__Kaynak metin__.
┌──

İYİ Parti Genel başkanı Meral Akşener'in partisinin grup toplantısında yaptığı konuşmanın tam metni şu şekilde:

Aziz milletim, değerli milletvekilleri, sevgili gençler, kıymetli basın mensupları;

Sizleri saygı ve sevgiyle selamlıyorum.

Grup toplantımıza, hoş geldiniz, sefalar getirdiniz.

Biliyorsunuz dün, peş peşe;

iki felaketi birden yaşadık.

Erzincan’ın İliç ilçesindeki maden ocağında heyelan;

Antalya’da ise, sel felaketi yaşandı.

Buradan;

Selde hayatını kaybeden vatandaşımıza, Allah’tan rahmet;

Ailesine ve sevenlerine, başsağlığı diliyorum.

İliç’te hâlâ ulaşılamayan, 9 maden işçimize de,

bir an önce, ulaşılmasını temenni ediyor;

hem Erzincanlı, hem de Antalyalı vatandaşlarımıza;

geçmiş olsun dileklerimi iletiyorum.

Biz, milletini dinlemeyenlerin;

bizi dinlememesine, elbette şaşırmıyoruz.

Milletini önemsemeyenlerin;

uyarılarımızı önemsememesine, elbette şaşırmıyoruz.

└──

__Veri kayıtları__.
┌──

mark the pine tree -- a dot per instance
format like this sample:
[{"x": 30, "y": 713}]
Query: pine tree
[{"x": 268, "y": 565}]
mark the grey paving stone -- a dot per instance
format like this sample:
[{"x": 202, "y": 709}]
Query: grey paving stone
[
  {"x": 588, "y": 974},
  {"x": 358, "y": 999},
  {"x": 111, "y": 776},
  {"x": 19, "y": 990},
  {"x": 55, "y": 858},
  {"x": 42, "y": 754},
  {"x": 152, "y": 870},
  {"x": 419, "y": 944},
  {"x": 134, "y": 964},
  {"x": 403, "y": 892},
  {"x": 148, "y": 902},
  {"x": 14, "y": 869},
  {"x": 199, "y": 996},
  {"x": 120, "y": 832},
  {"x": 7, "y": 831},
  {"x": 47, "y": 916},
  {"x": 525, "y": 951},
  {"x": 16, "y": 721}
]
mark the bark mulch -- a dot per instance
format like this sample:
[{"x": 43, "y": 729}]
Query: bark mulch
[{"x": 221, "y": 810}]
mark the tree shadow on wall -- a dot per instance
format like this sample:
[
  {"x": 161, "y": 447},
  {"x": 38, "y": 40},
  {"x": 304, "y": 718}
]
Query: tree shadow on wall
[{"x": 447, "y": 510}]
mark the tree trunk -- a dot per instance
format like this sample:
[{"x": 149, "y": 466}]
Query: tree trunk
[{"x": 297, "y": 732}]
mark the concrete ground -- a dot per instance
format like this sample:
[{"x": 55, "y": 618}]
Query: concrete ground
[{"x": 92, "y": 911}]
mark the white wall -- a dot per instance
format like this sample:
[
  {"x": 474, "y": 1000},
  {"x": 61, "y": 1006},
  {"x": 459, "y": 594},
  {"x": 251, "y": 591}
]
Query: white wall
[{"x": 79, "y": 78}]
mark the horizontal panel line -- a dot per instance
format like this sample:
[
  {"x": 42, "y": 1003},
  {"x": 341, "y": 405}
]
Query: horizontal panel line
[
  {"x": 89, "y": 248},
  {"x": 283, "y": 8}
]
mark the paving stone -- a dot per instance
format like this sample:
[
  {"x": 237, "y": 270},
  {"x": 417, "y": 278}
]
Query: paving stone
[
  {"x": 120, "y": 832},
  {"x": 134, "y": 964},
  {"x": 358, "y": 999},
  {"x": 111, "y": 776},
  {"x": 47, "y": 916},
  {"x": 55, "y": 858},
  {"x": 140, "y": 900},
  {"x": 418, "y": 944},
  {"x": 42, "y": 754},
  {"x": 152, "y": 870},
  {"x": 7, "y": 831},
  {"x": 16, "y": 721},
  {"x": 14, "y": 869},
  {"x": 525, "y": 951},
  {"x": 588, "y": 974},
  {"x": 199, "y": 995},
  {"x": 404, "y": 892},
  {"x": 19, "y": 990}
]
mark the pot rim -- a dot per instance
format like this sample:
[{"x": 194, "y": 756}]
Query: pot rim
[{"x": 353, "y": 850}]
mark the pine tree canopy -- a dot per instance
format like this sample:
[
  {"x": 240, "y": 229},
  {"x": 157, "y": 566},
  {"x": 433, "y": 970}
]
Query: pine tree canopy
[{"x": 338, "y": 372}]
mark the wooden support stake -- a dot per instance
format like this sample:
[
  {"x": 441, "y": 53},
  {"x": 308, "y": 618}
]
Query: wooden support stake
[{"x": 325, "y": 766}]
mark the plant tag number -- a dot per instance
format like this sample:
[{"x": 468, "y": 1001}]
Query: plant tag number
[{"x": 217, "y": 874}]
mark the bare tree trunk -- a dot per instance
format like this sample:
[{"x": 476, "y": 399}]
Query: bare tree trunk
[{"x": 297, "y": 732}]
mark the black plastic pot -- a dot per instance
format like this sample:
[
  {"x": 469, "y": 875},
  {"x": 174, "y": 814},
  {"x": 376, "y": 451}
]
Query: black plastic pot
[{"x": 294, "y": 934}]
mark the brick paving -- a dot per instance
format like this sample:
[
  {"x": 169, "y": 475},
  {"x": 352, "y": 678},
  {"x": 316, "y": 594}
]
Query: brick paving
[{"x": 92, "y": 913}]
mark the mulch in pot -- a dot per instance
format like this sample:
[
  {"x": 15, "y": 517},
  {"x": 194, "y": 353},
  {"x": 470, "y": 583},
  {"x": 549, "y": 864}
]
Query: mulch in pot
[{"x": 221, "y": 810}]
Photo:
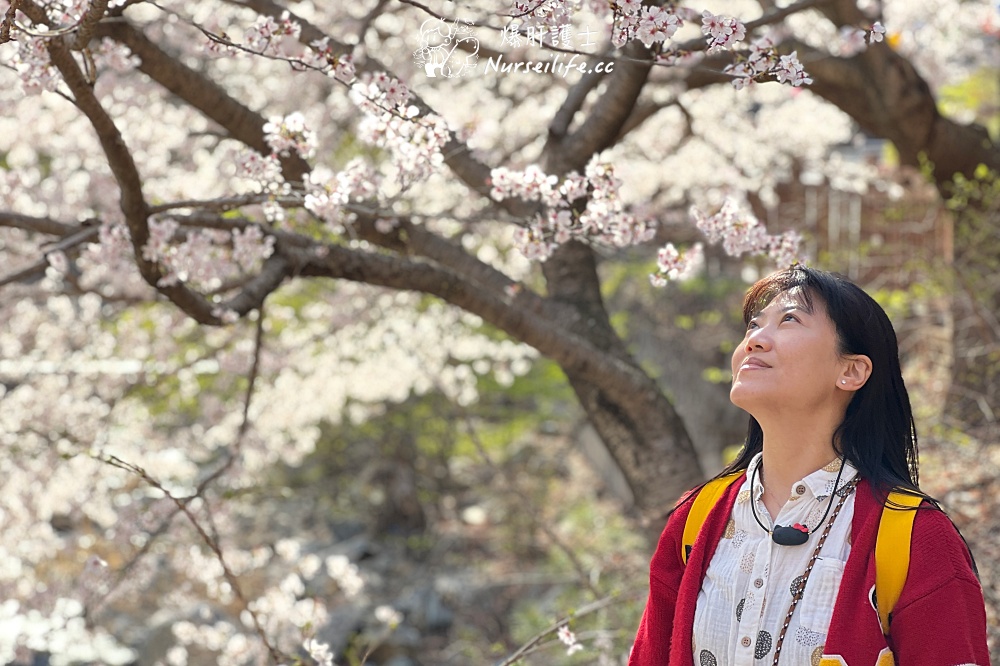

└──

__Görev listesi__.
(1) Konuşma metninde "Ailesine ve sevenlerine, başsağlığı" sözcüklerinin geçtiği yerden başlayıp "dinlememesine, elbette şaşırmıyoruz." sözcükleriyle biten bölümü, "sevenlerine" yerine "yakınlarına" koyarak yeniden yazın.
(2) Konuşma metnine göre İliç'te hâlâ kaç maden işçisine ulaşılamamıştır?
(3) Konuşma metnindeki "Sizleri saygı ve sevgiyle selamlıyorum." cümlesini İngilizceye çevirin.
Kayıtlar başka bir kaynaktan alınmıştır.

__Çözümlü cevaplar__.
(1)
Ailesine ve yakınlarına, başsağlığı diliyorum.

İliç’te hâlâ ulaşılamayan, 9 maden işçimize de,

bir an önce, ulaşılmasını temenni ediyor;

hem Erzincanlı, hem de Antalyalı vatandaşlarımıza;

geçmiş olsun dileklerimi iletiyorum.

Biz, milletini dinlemeyenlerin;

bizi dinlememesine, elbette şaşırmıyoruz.

(2) 9 maden işçisine.

(3) I greet you with respect and affection.